§ **AVAILABLE DATA**
--

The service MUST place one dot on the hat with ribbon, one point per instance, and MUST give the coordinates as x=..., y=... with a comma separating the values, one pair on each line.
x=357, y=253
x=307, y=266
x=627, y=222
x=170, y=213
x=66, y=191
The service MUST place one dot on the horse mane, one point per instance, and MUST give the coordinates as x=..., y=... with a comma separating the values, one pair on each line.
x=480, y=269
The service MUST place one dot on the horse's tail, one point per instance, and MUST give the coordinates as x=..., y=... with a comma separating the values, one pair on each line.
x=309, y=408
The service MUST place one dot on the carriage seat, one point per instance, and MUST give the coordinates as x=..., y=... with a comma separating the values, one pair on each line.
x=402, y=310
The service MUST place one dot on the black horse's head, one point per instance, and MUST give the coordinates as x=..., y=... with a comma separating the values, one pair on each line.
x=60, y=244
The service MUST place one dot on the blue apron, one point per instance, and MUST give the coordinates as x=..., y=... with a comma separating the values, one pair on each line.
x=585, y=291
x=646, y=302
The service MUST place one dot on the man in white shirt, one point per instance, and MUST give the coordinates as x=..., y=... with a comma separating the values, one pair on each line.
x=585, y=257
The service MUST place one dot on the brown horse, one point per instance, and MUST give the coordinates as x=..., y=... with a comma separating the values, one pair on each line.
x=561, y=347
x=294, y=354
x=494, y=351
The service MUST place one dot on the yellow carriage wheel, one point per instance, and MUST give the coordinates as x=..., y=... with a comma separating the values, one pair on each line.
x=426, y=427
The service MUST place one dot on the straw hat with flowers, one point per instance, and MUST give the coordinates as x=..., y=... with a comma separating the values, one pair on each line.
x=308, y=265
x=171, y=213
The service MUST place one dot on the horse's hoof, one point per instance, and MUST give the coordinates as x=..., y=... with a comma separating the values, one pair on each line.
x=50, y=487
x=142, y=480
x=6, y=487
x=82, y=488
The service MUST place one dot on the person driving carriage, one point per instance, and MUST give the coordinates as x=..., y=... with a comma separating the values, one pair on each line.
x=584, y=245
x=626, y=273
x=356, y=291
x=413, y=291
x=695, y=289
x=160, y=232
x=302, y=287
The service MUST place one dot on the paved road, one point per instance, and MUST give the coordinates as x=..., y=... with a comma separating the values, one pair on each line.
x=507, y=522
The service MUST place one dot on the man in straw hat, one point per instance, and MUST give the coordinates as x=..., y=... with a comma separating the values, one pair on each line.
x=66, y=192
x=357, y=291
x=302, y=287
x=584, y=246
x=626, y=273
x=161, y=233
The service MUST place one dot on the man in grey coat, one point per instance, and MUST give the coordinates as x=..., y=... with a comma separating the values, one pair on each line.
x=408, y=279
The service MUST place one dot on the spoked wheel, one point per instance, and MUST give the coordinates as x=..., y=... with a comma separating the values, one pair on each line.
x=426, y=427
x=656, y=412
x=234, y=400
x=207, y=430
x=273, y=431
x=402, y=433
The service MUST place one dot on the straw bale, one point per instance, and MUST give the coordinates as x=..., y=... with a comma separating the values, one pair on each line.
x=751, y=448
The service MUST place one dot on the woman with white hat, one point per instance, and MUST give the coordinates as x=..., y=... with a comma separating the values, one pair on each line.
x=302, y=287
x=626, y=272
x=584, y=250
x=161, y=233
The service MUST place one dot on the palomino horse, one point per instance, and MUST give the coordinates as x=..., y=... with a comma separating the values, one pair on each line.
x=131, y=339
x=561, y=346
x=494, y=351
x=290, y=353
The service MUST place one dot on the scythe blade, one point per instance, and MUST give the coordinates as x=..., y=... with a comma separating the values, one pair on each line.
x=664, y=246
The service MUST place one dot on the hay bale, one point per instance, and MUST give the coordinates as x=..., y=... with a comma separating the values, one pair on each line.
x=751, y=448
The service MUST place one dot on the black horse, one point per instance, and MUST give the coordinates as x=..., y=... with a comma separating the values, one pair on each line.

--

§ **WHAT YOU ARE ASKED TO DO**
Print out every record, character for character.

§ **SOLUTION TO THIS PROBLEM**
The service MUST place one dot on the hat with ribbon, one point per instance, and MUST give the coordinates as x=..., y=... with a comma separating the values, one pair on each line.
x=357, y=253
x=307, y=266
x=627, y=222
x=170, y=213
x=66, y=191
The service MUST place one dot on the horse mane, one point per instance, and MUST give the coordinates as x=..., y=... with a comma separating the values, one pair on each line.
x=480, y=269
The service MUST place one dot on the horse's tail, one point per instance, and MUST give the coordinates as x=..., y=... with a comma separating the values, one pair on each line.
x=309, y=408
The service MUST place one dot on the carriage seat, one point per instance, and MUST give the coordinates as x=..., y=... with a comma separating the values, one pair on each line.
x=402, y=310
The service MUST place one dot on the black horse's head, one point per instance, and MUST give the coordinates as x=..., y=... with a comma separating the values, one pair on each line.
x=60, y=244
The service MUST place one dot on the blue apron, one point per instance, and MUST give the coordinates as x=..., y=... with a comma separating the values, one pair on each line.
x=585, y=291
x=646, y=302
The service MUST place one dot on the man in white shirt, one point per instance, and MUST give the coordinates as x=..., y=... with a comma separating the values, one pair on each line.
x=585, y=257
The service MUST place one dot on the brown horse, one point per instance, and MUST give the coordinates as x=..., y=... with a comma separating the values, one pair on each line.
x=561, y=347
x=294, y=354
x=494, y=351
The service MUST place one dot on the yellow carriage wheel, one point per instance, and MUST give the coordinates as x=..., y=... with a comma separating the values, one pair on each line.
x=426, y=427
The service MUST place one dot on the straw hat with flowers, one point per instance, and MUST give the coordinates as x=..., y=... with a comma separating the values, one pair on each line.
x=308, y=265
x=171, y=213
The service MUST place one dot on the horse's hoof, one point per instance, and MUST give the coordinates as x=..., y=... with a comma separating the values, one pair on each line.
x=50, y=487
x=142, y=480
x=6, y=487
x=82, y=488
The service MUST place one dot on the person driving carriage, one point per instance, and MUST give the coordinates as x=..., y=... with a comma separating the values, one pair on each line.
x=584, y=245
x=626, y=273
x=356, y=291
x=413, y=291
x=695, y=289
x=160, y=232
x=302, y=287
The service MUST place one dot on the paved road, one point per instance, and MUST give the coordinates as x=..., y=... with a comma separating the values, one pair on each line.
x=507, y=522
The service MUST place one dot on the man in straw hat, one point per instance, and MUST give the coordinates as x=..., y=... with a comma separating the values, one pair on each line.
x=66, y=192
x=357, y=291
x=302, y=287
x=584, y=246
x=626, y=273
x=161, y=233
The service MUST place one dot on the man in grey coat, one point per instance, and MUST give the coordinates as x=..., y=... with a comma separating the values, one pair on each line.
x=408, y=279
The service MUST place one dot on the spoked wheel, one point per instance, and MUST give the coordinates as x=..., y=... with a comma separating the values, one pair on each line.
x=426, y=427
x=656, y=412
x=234, y=400
x=207, y=430
x=273, y=431
x=402, y=433
The service MUST place one dot on the straw bale, one point per instance, and MUST give the coordinates as x=..., y=... with a comma separating the values, one pair on each line.
x=751, y=448
The service MUST place one dot on the woman with white hat, one point per instance, and MUST give the coordinates as x=..., y=... with a comma separating the values, one pair on each line.
x=302, y=287
x=626, y=272
x=584, y=250
x=161, y=233
The service MUST place one dot on the palomino horse, one point per instance, and MUST give the coordinates as x=..., y=... with a comma separating the values, one pair on each line.
x=131, y=339
x=561, y=346
x=494, y=351
x=290, y=353
The service MUST place one dot on the scythe blade, one point per instance, and MUST give the coordinates as x=..., y=... with a comma separating the values, one pair on each line.
x=664, y=246
The service MUST place one dot on the hay bale, one point per instance, and MUST give the coordinates as x=..., y=... with a comma separating the values, one pair on each line.
x=751, y=448
The service MUST place one dot on the black horse, one point per instance, and MUST give the coordinates as x=..., y=... with a comma separating the values, one pair on each line.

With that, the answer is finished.